• **ACTIVITY**
Would you reproduce exactly the lines below from the one holding "In this exercise you will indicate the fortress" through the one holding "Target: pink rose", inclusive, and no others?

• **DATASET**
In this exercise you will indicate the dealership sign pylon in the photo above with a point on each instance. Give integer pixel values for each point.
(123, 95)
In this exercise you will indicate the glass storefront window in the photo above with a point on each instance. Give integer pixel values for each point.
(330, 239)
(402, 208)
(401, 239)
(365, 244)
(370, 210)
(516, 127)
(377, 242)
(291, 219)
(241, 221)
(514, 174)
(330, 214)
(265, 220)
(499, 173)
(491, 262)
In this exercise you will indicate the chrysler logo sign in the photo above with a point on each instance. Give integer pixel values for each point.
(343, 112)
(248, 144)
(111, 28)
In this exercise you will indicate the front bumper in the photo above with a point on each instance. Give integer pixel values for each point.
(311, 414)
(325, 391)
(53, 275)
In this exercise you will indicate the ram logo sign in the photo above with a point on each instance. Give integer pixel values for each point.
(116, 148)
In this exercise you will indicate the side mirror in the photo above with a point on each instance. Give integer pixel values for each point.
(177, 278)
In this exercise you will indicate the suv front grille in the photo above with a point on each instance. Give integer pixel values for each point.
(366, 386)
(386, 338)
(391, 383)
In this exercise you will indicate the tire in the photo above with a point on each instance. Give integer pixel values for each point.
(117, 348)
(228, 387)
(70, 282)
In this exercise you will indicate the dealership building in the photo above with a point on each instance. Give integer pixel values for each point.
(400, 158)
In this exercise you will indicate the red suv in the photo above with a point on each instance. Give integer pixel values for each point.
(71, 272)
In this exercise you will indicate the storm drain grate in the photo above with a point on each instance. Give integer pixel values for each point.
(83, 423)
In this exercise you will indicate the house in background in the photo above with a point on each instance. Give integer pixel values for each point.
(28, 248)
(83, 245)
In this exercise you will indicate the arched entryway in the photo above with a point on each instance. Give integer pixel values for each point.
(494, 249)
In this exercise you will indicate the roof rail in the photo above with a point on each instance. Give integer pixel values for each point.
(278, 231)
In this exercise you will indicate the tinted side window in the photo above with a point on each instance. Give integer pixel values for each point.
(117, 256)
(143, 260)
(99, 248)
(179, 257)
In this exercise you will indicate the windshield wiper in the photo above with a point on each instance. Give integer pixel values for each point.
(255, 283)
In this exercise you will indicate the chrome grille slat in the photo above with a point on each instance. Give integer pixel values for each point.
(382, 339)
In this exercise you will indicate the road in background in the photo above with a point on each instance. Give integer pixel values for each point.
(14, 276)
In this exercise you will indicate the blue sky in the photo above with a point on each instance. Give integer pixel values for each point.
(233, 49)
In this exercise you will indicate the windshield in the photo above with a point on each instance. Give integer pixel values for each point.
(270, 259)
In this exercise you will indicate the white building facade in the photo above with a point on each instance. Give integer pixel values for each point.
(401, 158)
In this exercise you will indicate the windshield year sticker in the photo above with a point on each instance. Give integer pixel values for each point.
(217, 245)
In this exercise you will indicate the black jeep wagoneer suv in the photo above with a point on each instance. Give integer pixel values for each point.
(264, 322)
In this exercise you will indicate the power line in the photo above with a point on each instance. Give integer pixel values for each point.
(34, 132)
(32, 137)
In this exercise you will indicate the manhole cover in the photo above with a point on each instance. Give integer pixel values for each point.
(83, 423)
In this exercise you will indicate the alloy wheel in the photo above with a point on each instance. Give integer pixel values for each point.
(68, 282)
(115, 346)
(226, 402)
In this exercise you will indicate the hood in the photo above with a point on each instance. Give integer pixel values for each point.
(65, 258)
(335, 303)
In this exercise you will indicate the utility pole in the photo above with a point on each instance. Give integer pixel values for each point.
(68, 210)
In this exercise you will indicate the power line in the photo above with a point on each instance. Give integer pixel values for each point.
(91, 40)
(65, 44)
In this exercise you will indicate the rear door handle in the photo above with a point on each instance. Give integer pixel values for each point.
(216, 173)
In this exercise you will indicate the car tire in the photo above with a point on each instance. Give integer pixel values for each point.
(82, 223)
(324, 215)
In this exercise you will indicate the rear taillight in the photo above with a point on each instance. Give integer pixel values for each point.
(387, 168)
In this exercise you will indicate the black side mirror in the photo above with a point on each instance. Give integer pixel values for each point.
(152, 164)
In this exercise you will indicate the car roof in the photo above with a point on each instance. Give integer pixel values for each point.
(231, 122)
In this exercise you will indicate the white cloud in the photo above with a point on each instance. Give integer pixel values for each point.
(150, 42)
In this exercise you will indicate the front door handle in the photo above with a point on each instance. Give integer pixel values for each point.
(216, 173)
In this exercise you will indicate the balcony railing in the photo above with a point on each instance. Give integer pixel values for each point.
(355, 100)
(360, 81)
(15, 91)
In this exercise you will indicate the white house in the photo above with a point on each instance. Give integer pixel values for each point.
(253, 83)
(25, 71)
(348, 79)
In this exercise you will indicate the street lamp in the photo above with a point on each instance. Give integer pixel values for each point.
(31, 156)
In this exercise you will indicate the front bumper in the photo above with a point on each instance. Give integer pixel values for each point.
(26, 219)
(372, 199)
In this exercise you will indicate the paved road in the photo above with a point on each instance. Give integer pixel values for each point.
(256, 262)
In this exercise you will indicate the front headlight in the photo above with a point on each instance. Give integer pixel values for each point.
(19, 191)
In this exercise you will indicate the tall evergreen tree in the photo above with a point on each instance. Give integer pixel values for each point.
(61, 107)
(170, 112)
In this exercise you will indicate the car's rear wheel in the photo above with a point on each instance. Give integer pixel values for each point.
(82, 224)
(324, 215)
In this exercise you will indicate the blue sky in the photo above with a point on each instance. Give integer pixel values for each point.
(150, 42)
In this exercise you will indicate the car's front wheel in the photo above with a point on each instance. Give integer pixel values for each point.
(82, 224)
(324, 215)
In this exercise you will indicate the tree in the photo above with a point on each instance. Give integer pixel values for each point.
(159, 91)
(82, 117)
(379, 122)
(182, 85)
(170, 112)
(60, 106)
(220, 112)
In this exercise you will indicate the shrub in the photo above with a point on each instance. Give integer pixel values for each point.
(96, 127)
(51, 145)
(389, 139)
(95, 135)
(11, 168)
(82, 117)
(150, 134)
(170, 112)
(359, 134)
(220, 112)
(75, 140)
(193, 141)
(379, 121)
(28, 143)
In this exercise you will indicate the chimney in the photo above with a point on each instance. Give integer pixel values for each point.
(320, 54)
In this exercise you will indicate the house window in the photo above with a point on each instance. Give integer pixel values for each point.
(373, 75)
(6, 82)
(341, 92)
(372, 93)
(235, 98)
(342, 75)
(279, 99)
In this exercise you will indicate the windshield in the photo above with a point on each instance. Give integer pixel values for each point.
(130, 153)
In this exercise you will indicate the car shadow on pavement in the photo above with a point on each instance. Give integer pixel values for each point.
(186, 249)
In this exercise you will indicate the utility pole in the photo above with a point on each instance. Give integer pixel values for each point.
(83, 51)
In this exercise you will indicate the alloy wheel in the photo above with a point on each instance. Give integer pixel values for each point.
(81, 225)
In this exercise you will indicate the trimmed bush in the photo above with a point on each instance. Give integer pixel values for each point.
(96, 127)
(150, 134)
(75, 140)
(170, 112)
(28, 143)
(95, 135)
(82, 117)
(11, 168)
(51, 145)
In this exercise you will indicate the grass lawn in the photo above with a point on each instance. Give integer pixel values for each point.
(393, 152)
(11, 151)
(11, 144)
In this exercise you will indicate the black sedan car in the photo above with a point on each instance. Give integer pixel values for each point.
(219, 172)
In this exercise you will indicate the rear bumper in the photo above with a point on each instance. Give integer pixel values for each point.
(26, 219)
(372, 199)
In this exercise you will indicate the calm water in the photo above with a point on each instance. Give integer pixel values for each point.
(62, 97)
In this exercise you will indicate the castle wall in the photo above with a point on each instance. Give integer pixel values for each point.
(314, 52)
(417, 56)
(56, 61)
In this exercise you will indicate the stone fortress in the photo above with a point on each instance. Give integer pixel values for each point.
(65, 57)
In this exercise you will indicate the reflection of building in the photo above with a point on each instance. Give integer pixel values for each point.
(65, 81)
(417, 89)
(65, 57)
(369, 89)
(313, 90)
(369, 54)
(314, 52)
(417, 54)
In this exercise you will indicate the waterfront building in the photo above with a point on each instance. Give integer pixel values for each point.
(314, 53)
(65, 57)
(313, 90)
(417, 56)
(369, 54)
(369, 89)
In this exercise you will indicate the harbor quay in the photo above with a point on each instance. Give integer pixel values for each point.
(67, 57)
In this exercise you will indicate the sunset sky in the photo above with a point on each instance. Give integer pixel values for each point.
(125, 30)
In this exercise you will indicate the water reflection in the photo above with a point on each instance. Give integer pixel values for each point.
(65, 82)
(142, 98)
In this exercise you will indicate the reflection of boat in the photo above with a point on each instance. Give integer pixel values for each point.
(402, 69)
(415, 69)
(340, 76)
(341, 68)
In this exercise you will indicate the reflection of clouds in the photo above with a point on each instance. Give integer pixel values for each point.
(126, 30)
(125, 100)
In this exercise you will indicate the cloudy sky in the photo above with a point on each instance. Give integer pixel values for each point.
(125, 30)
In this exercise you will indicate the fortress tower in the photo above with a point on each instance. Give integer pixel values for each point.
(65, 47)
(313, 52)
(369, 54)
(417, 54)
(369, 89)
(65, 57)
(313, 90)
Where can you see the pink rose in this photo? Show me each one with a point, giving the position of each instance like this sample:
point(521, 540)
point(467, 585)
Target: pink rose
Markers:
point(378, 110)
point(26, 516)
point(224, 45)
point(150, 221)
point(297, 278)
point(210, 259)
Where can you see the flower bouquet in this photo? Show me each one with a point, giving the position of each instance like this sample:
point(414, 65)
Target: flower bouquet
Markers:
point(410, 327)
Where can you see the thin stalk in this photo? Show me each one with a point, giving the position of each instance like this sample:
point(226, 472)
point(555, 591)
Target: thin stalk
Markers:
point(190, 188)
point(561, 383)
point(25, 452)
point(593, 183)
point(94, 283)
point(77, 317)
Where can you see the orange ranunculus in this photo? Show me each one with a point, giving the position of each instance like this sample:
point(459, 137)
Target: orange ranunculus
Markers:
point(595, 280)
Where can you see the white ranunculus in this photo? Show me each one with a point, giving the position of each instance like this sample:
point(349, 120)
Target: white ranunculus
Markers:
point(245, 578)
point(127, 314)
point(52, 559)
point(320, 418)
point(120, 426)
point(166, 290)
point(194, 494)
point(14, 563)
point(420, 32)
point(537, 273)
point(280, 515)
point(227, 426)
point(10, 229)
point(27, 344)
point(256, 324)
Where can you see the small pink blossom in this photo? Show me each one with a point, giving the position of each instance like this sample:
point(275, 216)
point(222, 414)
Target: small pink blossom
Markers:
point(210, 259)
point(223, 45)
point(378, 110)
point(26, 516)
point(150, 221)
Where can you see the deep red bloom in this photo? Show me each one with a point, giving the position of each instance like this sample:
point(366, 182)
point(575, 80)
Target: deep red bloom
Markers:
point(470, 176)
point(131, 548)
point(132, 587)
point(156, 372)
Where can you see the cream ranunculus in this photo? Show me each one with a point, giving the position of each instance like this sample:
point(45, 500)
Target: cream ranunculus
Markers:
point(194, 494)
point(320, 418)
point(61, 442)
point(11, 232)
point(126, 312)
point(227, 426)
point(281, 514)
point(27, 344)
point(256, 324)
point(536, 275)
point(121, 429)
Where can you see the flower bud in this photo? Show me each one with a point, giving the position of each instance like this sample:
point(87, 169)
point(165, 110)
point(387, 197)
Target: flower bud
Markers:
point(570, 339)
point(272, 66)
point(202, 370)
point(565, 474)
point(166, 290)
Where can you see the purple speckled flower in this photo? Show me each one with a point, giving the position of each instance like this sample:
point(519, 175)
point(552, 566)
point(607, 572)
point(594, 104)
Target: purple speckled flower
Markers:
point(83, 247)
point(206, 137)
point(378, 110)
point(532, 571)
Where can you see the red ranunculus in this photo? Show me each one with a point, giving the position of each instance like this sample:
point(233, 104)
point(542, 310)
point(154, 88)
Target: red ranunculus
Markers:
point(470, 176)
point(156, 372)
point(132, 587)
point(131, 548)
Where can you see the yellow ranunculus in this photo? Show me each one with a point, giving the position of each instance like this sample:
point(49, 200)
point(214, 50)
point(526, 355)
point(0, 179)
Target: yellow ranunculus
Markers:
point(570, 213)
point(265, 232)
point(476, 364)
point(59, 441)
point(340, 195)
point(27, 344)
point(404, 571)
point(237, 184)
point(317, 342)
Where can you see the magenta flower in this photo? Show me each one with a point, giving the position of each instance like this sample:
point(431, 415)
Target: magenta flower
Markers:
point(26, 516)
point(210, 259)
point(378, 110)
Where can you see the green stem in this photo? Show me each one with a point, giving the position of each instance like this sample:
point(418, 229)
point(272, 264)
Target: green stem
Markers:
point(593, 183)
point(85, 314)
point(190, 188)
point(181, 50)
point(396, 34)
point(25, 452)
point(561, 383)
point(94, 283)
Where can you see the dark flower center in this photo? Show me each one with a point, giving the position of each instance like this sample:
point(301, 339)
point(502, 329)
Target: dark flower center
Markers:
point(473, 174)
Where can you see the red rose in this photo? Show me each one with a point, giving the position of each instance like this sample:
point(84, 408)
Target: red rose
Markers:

• **SOLVED PROBLEM**
In this exercise you will indicate the fortress tower in the photo above with a point on each instance. Give integer pixel values for each point.
(65, 47)
(313, 52)
(369, 54)
(417, 54)
(369, 89)
(65, 57)
(313, 90)
Where can you see the pink rose in this photo? Show me each one with a point, giving the position of each instance like this sample:
point(521, 540)
point(467, 585)
Target: pink rose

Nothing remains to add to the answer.